Given task 1 - In the excerpt on Orthodox mission and the church, what word did the first faithful choose to define and express their self-awareness?
Given task 2 - Copy out the passage of the excerpt on Orthodox mission and the church from "b) The strengthening" up to and including "all its members.".

Excerpt -
From the very beginning, the Holy Spirit shares in the sending of the Son. The Incarnation is realized "by the Holy Spirit and the Virgin Mary." The Spirit cooperates with the one who is the best of humankind: the all Holy Virgin Mary, who without reservation and with much joy submits herself to the will of God, for the realization of the mission of the Son. It is the Spirit in the form of a dove, who at the Jordan River seals the beginning of the public ministry of the Son.     In the form of tongues of fire and "like the rush of a mighty wind," the Spirit creates the church, transforming the scared disciples into brave apostles, full of divine light, knowledge and power.      It is the Spirit that unceasingly gives life to the church and all members within, transforming them into a living temple of the mystical body of Christ, enabling them to share in the safeguarding of Christ's mission for the salvation of the whole world. The energies of the Trinitarian God are always personal, "from the Father through the Son in the Spirit." This Trinitarian faith is to be found in the depth of our thoughts and actions.

b) The strengthening of the Orthodox missionary conscience brings about a deeper understanding of Orthodox ecclesiology, and vice versa. In the era of the New Testament, when so many terms had defined the different religious communities, groups and societies, the first faithful, in order to define and express their self-awareness, chose the word "ecclesia," a word that means the gathering of the people of the whole city. In this new reality, in the new eschatological "city," which was erected upon the cross and the empty tomb of the resurrected Lord, God is calling upon us, the city, which is the whole oikoumene, the inhabited earth. During the reigns of the various empires and kingdoms, the new community gathered by the Triune God, choosing the term "ecclesia" as a name of identity, wanted also, through it, to underline the responsible participation of all its members.

We cannot forget that we belong to the "catholic" church, which embraces all things ("ta panta"), the whole of humanity. We Orthodox often stress the tradition of the ancient church, according to which, when speaking about the Catholic Church of a concrete city, is meant the "church" which is present in its fullness in each Eucharistic local gathering. As the whole Christ is present in the sacrament of the holy Eucharist, in the same way the church, his mystical body, keeps its fullness in the local "catholic" church.

Record extracts -
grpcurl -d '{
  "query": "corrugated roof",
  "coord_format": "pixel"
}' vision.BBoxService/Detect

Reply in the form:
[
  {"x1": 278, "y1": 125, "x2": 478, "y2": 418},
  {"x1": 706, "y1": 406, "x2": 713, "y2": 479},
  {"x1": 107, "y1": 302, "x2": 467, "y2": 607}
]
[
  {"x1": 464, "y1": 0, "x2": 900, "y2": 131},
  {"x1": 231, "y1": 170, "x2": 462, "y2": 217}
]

Correct response 1 - "Ecclesia," a word meaning the gathering of the people of the whole city.

Correct response 2 -
b) The strengthening of the Orthodox missionary conscience brings about a deeper understanding of Orthodox ecclesiology, and vice versa. In the era of the New Testament, when so many terms had defined the different religious communities, groups and societies, the first faithful, in order to define and express their self-awareness, chose the word "ecclesia," a word that means the gathering of the people of the whole city. In this new reality, in the new eschatological "city," which was erected upon the cross and the empty tomb of the resurrected Lord, God is calling upon us, the city, which is the whole oikoumene, the inhabited earth. During the reigns of the various empires and kingdoms, the new community gathered by the Triune God, choosing the term "ecclesia" as a name of identity, wanted also, through it, to underline the responsible participation of all its members.